Pointing dataset records ▸
****************************************
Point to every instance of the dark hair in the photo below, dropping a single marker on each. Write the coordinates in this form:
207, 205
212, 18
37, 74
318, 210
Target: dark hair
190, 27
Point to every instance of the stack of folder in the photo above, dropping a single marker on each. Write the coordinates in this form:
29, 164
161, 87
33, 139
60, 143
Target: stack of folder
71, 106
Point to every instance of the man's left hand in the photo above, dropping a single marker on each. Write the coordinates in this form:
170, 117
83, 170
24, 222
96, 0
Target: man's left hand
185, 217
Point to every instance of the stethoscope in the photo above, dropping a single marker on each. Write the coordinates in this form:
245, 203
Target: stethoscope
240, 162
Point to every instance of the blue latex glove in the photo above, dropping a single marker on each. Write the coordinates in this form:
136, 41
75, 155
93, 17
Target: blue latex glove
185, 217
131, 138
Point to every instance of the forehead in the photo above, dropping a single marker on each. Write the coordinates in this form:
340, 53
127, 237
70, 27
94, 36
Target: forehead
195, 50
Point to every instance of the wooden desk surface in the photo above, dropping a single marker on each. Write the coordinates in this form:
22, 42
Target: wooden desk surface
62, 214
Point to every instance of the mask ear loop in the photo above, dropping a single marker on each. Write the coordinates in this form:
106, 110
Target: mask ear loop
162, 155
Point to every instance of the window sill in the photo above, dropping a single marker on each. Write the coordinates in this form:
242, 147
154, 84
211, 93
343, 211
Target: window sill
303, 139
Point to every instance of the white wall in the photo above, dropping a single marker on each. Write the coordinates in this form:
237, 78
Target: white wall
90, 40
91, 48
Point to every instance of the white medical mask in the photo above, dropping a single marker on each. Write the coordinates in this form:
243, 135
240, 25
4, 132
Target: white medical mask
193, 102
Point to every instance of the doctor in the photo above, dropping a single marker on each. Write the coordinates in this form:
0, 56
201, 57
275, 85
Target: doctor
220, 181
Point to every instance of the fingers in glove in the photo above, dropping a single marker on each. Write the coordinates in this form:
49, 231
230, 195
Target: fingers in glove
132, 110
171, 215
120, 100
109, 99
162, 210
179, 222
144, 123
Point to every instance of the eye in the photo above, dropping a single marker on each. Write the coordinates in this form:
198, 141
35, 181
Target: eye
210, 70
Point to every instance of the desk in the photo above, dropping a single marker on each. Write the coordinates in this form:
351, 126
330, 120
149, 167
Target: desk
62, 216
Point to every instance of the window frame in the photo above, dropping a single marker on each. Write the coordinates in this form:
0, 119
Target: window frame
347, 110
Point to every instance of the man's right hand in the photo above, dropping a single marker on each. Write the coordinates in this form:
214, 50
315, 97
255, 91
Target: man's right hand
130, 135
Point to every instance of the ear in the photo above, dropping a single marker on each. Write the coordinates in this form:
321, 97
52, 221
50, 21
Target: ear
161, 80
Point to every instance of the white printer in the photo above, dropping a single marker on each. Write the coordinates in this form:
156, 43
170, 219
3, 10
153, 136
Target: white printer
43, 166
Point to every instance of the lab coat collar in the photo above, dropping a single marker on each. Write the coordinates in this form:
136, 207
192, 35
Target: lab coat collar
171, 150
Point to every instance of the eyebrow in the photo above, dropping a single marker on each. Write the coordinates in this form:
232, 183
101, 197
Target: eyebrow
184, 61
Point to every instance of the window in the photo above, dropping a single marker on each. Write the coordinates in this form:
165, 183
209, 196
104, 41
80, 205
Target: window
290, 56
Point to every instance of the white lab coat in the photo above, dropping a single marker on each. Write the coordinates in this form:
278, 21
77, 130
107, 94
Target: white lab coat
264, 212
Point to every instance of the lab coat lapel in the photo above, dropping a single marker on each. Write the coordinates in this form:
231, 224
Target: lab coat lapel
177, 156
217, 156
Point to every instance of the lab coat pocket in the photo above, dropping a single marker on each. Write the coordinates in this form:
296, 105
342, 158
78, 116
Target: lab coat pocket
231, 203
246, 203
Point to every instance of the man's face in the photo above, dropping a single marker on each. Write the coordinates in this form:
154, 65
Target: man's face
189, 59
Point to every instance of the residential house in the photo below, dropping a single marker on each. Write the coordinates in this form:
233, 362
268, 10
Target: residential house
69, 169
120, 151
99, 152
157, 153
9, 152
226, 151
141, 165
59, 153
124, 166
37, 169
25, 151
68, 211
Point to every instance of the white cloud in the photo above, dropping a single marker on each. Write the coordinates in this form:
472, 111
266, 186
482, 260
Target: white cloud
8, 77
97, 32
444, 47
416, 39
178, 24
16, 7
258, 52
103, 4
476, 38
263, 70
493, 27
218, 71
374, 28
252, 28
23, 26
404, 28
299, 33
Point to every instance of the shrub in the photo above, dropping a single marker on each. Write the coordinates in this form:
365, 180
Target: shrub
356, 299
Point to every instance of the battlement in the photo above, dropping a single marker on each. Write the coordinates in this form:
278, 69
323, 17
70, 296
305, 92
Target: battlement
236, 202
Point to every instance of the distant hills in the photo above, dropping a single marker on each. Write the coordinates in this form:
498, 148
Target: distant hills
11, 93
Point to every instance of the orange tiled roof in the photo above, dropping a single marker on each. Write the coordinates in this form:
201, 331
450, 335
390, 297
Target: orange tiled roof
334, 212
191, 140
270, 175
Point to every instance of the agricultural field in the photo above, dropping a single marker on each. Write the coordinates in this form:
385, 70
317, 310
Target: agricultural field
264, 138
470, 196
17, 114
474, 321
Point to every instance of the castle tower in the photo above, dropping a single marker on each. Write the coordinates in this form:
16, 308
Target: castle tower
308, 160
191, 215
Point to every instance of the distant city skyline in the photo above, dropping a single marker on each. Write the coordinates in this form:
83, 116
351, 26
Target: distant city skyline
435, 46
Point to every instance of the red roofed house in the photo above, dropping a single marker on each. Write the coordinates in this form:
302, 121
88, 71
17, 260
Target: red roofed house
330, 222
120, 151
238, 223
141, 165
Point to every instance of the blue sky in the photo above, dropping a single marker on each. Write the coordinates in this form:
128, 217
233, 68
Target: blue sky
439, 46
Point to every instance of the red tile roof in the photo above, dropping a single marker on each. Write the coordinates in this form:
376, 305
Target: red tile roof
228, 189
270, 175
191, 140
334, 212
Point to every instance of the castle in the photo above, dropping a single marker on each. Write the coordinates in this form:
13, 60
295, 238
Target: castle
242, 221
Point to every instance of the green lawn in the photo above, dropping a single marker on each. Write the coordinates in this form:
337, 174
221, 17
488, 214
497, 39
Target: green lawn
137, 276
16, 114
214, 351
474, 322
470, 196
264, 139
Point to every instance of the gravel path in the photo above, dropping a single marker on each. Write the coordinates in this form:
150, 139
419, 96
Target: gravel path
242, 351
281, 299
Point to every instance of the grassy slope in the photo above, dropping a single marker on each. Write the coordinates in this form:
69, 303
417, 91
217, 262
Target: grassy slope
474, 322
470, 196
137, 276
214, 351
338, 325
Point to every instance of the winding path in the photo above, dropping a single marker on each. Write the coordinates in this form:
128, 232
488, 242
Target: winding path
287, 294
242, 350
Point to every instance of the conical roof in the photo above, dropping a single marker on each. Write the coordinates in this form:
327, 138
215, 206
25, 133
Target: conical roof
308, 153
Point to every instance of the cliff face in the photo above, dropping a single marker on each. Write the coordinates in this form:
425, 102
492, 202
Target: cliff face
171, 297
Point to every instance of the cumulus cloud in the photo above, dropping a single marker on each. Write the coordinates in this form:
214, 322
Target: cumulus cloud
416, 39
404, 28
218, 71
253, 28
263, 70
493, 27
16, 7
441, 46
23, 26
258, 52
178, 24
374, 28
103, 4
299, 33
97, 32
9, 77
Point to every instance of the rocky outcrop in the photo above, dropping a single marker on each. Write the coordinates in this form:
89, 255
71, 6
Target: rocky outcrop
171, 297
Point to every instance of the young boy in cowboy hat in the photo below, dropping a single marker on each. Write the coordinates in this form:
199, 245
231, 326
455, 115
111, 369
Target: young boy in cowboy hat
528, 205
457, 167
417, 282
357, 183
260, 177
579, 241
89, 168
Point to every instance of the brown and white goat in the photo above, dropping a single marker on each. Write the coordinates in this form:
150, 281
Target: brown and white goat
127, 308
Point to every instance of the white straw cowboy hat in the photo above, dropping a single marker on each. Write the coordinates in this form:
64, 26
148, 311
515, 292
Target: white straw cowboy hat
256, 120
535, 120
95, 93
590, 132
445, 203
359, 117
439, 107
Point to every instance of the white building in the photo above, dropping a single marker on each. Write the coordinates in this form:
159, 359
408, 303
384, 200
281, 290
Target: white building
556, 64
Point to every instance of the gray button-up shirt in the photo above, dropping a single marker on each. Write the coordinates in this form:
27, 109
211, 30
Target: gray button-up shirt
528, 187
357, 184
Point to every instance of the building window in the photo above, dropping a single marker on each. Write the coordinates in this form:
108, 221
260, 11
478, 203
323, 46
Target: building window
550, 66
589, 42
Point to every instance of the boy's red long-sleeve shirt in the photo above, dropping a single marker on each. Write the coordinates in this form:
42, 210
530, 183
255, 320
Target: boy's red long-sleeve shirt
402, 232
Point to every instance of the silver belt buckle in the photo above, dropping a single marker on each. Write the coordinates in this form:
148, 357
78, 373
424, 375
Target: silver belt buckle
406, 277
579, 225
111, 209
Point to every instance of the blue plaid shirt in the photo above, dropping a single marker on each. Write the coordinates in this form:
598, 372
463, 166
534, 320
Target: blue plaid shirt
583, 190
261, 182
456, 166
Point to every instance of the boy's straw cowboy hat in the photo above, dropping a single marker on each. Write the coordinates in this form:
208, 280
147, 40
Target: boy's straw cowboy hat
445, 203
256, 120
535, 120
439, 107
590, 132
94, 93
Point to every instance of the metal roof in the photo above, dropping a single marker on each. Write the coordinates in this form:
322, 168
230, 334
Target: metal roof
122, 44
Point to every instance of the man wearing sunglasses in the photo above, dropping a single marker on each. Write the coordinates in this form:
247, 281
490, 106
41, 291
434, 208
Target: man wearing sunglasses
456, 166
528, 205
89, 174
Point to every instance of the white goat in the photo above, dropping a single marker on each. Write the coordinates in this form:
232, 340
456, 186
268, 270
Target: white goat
****************************************
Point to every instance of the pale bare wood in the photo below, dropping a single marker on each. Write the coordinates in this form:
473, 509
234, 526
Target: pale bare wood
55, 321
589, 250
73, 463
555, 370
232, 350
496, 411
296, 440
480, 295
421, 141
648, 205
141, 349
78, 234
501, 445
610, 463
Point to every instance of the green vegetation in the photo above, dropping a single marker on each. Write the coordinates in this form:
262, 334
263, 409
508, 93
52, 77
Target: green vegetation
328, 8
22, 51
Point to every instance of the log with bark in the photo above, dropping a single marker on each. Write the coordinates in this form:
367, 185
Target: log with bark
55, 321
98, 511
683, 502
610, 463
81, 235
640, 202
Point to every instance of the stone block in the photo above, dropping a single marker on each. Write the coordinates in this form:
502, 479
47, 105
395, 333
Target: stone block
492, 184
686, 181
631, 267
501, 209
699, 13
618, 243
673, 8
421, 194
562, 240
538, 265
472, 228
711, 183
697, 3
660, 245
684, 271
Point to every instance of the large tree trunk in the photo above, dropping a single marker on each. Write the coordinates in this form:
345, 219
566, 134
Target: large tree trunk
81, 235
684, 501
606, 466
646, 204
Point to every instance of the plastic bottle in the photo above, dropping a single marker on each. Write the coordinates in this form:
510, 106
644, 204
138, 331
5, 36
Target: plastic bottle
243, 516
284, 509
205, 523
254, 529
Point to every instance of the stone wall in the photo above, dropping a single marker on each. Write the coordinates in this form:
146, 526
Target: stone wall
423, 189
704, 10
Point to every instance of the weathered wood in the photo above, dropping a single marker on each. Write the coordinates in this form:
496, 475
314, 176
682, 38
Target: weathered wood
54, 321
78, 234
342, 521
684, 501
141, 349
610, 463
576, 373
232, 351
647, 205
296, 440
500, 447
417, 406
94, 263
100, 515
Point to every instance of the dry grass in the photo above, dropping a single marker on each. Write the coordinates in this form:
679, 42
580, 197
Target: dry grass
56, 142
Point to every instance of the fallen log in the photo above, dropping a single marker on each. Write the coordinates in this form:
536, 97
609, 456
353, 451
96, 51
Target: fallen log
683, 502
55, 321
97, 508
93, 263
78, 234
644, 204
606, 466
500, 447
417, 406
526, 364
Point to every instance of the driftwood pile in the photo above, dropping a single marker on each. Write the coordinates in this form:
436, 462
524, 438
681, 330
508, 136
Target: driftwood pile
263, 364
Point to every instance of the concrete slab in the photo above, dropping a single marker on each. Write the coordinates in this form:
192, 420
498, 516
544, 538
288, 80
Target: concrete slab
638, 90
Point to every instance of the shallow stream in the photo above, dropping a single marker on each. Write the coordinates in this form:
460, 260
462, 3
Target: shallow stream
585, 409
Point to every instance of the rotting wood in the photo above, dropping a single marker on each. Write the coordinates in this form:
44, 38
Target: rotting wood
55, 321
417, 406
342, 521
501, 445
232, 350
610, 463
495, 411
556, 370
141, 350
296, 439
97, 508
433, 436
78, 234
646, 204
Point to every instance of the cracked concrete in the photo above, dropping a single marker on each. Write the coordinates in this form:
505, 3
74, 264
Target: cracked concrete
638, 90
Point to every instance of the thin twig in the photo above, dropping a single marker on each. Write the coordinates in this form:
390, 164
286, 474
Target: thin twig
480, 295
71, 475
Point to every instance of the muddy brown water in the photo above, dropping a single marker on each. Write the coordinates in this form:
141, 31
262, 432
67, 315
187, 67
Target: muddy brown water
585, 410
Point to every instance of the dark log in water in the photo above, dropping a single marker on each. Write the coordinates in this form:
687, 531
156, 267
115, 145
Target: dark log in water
****************************************
WHAT TO PRODUCE ▸ Pull out every line of the records above that contains the word "lawn", matching case.

THE REPLY ▸
Point to every instance of the green lawn in the photo above, dropping a single marker on each. Write the coordinates in this form:
Target: green lawn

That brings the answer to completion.